> Assignment:
Go line by line through the data below and count those with the string "grass". Give the number only.
━━━ Task data ━━━
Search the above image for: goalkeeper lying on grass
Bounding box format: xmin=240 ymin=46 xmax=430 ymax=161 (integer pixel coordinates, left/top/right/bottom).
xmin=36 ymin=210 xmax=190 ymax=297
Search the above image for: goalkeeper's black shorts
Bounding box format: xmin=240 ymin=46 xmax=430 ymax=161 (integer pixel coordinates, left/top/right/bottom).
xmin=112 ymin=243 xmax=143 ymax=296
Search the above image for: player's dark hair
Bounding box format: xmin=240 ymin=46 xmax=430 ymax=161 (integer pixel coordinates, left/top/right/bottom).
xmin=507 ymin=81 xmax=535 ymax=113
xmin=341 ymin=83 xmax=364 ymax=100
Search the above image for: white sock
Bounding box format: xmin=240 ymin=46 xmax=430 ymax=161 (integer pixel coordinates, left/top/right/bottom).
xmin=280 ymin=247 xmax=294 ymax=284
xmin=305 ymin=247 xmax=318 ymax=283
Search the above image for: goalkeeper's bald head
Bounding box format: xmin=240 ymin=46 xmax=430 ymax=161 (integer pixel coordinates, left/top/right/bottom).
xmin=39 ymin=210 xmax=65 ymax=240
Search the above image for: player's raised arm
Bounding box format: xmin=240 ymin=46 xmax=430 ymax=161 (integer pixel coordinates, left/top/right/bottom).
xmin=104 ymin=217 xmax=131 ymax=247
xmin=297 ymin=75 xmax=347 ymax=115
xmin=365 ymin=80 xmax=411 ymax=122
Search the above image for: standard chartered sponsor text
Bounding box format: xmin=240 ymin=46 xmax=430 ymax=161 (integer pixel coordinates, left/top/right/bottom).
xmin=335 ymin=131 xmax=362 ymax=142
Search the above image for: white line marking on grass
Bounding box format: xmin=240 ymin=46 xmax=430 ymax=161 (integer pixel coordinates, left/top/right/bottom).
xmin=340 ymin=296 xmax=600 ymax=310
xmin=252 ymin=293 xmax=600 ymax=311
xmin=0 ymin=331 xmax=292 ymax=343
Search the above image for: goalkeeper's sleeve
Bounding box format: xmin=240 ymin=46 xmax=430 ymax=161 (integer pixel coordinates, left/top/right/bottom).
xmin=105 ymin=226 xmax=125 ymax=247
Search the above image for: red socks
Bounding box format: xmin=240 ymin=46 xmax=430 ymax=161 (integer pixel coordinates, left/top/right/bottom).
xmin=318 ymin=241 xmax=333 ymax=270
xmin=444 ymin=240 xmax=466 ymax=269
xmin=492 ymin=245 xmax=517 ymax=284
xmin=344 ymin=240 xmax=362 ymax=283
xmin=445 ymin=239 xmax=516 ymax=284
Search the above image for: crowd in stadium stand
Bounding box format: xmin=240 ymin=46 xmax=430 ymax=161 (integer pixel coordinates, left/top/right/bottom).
━━━
> Final answer:
2